▶ [ARTIKEL]
60 Juta Orang Butuh Akses Informasi Yang Akurat dan Mendalam

Bagikan artikel ini
Pendahuluan
Tema pagelaran diskusi kita kali ini sangat menarik. Terutama mengenai prospek media di tanah air pada 2015 mendatang. Menarik karena media massa telah menjadi alat perang asimetris kekuatan asing yang ingin memaksakan agenda politiknya guna melemahkan kekuatan NKRI.
Kalau kita cermati, lalu kita framing maka akan terlihat sebuah agenda setting dalam dunia pers Indonesia sejak era 1980-an. Pertama, isu mengenai terbelahnya TNI menjadi Tentara Merah Putih dan Tentara Hijau. Yang konon sebagai akibat perseteruan “bawah tanah“ antara Beni Moerdani dan Prabowo Subianto yang kala itu sedang naik daun. Kedua, menculnya gerakan Kebangkitan Nasional Indonesia Ke II dan isu “reformasi“ di awal 1990-an. Dan terakhir adalah wacana “people power“ dan “wong cilik“ yang menjadi diskursus politik para aktivis tanah air.
Ketiga agenda politik itu telah menjadi wacana utama media nasional kita waktu itu hingga kini. Yang menarik adalah kalangan pers kita seakan-akan telah menjadi satu komando. Mengapa demikian? Nah untuk itu mari kita urai satu persatu dan kemudian kita tarik benang merahnya. Oh ya biar lebih menarik analisanya, sebagai bahan renungan coba baca “Membaca Ulang Perang Asimetris di Indonesia Melalui Isu: Indosat, WTO dan Laut China Selatan“ di Global Review.
Pelemahan TNI
10 tahun lebih Pemerintahan Orde Baru di bawah kepemimpinan Presiden Soeharto ternyata telah membuat banyak kalangan gelisah dan kecewa. Apalagi melihat kondisi Presiden Soeharto yang semakin kuat dan populis. Terutama kelompok-kelompok kepentingan yang ingin berkuasa di Indonesia, termasuk kekuatan asing yang ingin menguasai Indonesia. Menariknya, meskipun berbeda-beda kepentingan, bahkan saling bermusuhan namun mereka menjadi satu untuk menghadapi Presiden Soeharto.

▶ [DATA YANG DISEDIAKAN]

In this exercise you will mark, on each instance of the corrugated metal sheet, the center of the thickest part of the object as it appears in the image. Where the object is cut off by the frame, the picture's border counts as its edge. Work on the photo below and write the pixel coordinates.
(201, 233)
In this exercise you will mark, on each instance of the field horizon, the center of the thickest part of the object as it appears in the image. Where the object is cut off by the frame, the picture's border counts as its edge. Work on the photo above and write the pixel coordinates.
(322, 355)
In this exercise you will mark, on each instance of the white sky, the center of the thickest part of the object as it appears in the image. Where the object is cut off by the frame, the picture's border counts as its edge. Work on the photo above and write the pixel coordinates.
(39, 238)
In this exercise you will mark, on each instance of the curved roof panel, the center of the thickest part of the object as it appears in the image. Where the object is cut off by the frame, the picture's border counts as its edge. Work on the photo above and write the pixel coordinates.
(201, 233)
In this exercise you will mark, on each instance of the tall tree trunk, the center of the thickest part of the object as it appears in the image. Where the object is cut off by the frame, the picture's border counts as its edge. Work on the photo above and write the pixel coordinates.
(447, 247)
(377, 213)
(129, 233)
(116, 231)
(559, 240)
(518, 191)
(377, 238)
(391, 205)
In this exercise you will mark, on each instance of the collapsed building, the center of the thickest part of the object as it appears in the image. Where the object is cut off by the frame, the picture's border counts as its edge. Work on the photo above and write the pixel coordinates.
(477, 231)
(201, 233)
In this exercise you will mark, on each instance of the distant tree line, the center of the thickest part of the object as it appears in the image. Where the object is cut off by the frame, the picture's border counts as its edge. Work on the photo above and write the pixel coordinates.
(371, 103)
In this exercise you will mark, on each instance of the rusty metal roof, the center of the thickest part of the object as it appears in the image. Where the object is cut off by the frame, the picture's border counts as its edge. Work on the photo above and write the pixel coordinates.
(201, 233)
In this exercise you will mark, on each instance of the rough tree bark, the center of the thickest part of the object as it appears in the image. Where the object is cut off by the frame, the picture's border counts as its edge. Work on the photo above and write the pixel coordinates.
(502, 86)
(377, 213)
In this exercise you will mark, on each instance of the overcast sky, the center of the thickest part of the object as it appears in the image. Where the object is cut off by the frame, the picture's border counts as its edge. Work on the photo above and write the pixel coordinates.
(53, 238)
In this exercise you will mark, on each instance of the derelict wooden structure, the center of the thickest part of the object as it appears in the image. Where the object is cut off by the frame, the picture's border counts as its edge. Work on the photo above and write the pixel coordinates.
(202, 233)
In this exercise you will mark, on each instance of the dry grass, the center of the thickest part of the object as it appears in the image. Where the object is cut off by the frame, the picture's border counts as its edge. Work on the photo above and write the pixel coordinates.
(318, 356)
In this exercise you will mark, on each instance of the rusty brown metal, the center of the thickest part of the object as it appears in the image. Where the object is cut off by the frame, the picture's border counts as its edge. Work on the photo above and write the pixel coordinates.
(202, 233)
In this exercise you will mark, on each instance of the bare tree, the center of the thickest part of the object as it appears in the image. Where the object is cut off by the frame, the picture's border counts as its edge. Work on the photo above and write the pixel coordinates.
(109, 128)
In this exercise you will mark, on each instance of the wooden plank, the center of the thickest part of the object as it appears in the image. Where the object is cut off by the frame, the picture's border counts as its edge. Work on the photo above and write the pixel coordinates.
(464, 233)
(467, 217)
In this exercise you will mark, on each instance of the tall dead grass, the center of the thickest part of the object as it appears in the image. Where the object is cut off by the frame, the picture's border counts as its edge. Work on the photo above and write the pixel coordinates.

▶ [SOAL DISELESAIKAN]
[a] Sebutkan semua nama orang yang tercantum dalam artikel tentang prospek media nasional tersebut.
[b] Tuliskan lanjutan artikel tentang media dan perang asimetris itu, dimulai tepat setelah kalimat terakhir yang ditampilkan.

▶ [JAWABAN TIAP SOAL]
[a] Beni Moerdani, Prabowo Subianto, Soeharto

[b]
Kelompok-kelompok kepentingan itu menyadari bahwa tulang punggung Presiden Soeharto adalah TNI, khususnya TNI AD. Oleh karena itu, untuk melemahkan Soeharto, maka TNI harus dilemahkan. Maka mulailah dilancarkan perang asimetris berupa isu “HAM“ dan “profesionalisme“ untuk melemahkan posisi TNI. Bahkan Australia atas pesanan AS secara khusus meminta kepada Presiden Soeharto untuk membubarkan Kopasus. Tapi tidak digubris. Akibatnya AS dan Inggris kemudian terpaksa terang-terangan mengembargo alutsista TNI hingga lumpuh. Selama 10 tahun TNI diserang terus-menerus melalui berbagai isu HAM hingga kembali ke barak ternyata cukup efektif. TNI melemah, terbelah, dan terjebak masuk perangkap. Pembusukan TNI berhasil. Intelijen pun lumpuh.
Kebangkitan Nasional Indonesia Ke-II dan Reformasi.
Memasuki awal 1990, dimulailah gerakan Kebangkitan Nasional Indonesia Ke II dan Reformasi Indonesia dimatangkan. Hampir seluruh tokoh dan elemen kebangsaan terlibat dan setuju bahwa memang perlu dilakukan reformasi di Indonesia. Bahasa gaulnya, runtuhkan kekuasaan  Presiden Soeharto secara gotong royong. Tinggal siapa tokohnya yang tepat yang bisa menjadi simbol perjuangan “wong cilik“, serta apa kendaraan politiknya.
Megawati Simbol Wong Cilik
Menjelang medio 1990-an, Megawati Soekarno Putri dalam waktu singkat. Bahkan instan, tampil sebagai tokoh dan simbol perjuangan wong cilik di tanah air. Seluruh media nasional dan internasional sibuk memberitakan fenomena tersebut. Karena memang ajaib bisa terjadi. Kisah paling menarik bagi saya adalah peristiwa KLB PDI Surabaya, dimana media nasional dengan tegas menggambarkan sosok Megawati sebagai simbol “wong cilik“. Tapi anehnya, gerakan “wong cilik“ kok dikawal banyak Jenderal aktif, seperti Hendropriyono, Agum Gumelar, Imam Utomo, Hari Sabarno, dan masih banyak lagi.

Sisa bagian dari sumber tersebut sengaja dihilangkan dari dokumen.